__Document extract__
********************
Sat, September 1, 2:00 to 3:30pm, ICC, E3.5

Abstract

In several countries, when an unidentified, strongly decomposed body is found, a forensic anthropologist will work the case. Part of his or her job is to establish a biological profile of the deceased, which usually includes sex, age, stature, and ancestry. For the latter, many practitioners use statistical computer software such as CRANID or FORDISC which support the estimation of ancestry based on cranial measurements and a comparison with their internal databases.
By interviewing forensic anthropologists in several countries, and simultaneously gathering quantitative data with a tri-lingual online survey, I hope to shed light on how practitioners think about the application of these programmes and how they interpret the results. I am interested in what happens when these technologies leave the original context for which they were developed, and are employed in new national, social, and political circumstances, which, for example, are used to work with very different population categories.
********************
__Extracted entries__
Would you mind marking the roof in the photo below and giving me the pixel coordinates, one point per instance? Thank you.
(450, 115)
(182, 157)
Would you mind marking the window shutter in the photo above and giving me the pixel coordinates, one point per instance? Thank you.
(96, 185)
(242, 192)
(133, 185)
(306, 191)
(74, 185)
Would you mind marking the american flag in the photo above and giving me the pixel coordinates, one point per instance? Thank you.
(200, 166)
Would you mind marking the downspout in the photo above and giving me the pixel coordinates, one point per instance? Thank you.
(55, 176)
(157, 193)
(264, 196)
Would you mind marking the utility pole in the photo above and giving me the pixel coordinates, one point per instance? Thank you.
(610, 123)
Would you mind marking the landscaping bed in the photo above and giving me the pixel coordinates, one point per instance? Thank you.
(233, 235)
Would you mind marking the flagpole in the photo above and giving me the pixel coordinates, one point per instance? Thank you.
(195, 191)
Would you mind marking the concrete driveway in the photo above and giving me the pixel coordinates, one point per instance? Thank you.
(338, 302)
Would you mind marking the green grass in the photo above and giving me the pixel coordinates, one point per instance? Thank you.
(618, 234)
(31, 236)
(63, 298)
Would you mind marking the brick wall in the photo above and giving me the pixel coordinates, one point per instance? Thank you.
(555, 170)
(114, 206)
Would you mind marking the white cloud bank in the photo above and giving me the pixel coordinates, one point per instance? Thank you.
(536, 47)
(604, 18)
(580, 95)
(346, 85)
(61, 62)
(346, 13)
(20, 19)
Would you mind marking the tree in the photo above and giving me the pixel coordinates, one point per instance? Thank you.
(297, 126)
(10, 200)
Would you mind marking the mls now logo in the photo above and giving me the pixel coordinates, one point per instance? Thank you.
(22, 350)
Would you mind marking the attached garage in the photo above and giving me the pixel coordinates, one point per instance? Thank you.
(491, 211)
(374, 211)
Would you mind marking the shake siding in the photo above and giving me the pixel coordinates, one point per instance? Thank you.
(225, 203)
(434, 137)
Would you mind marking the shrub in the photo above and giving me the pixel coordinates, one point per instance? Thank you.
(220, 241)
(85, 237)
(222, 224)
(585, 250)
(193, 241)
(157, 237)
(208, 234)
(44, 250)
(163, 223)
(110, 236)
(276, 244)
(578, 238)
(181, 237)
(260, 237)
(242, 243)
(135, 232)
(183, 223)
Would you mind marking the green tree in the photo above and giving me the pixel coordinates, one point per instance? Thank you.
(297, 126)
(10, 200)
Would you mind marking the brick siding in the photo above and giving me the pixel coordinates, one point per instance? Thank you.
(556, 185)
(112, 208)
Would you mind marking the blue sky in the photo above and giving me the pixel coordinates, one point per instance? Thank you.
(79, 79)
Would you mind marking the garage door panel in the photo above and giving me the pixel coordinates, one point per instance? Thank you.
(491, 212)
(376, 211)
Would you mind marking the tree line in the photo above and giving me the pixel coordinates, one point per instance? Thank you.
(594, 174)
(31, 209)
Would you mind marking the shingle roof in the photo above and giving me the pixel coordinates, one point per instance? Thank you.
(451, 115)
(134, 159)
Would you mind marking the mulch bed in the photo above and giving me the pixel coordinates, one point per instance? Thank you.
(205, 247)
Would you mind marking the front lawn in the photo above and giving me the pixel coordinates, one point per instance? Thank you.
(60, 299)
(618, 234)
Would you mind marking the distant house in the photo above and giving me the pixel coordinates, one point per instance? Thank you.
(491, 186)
********************
__Questions__
1. Using the forensic anthropology abstract, say whether each statement agrees with it. Answer yes or no and quote the words of the abstract that decide it. (a) The biological profile usually includes sex, age, stature, and ancestry. (b) CRANID and FORDISC estimate ancestry from DNA samples. (c) The online survey is offered in two languages.
2. List every component that the forensic anthropology abstract says a biological profile usually includes.
3. Write the next few sentences of the forensic anthropology abstract, continuing after its last sentence.

__Task results__
1.
(a) Yes: "which usually includes sex, age, stature, and ancestry"
(b) No: "based on cranial measurements and a comparison with their internal databases"
(c) No: "a tri-lingual online survey"

2. Sex, age, stature, ancestry

3.
Secondly, I am investigating the compilation of the databases used for comparison, using both published and archived sources. What ideas about capturing human variation are they based on, and how did individual crania get assigned to categories? Here, I intent to show how most uncertainties of the sampling process become ‘black-boxed’ in the later database, creating a sense of certainty and objectivity in the actual user of the software.
With my research, I hope to make a contribution to current STS debates regarding topics such as knowledge construction and societal interaction, locality and knowledge transfer, and knowledge and uncertainty.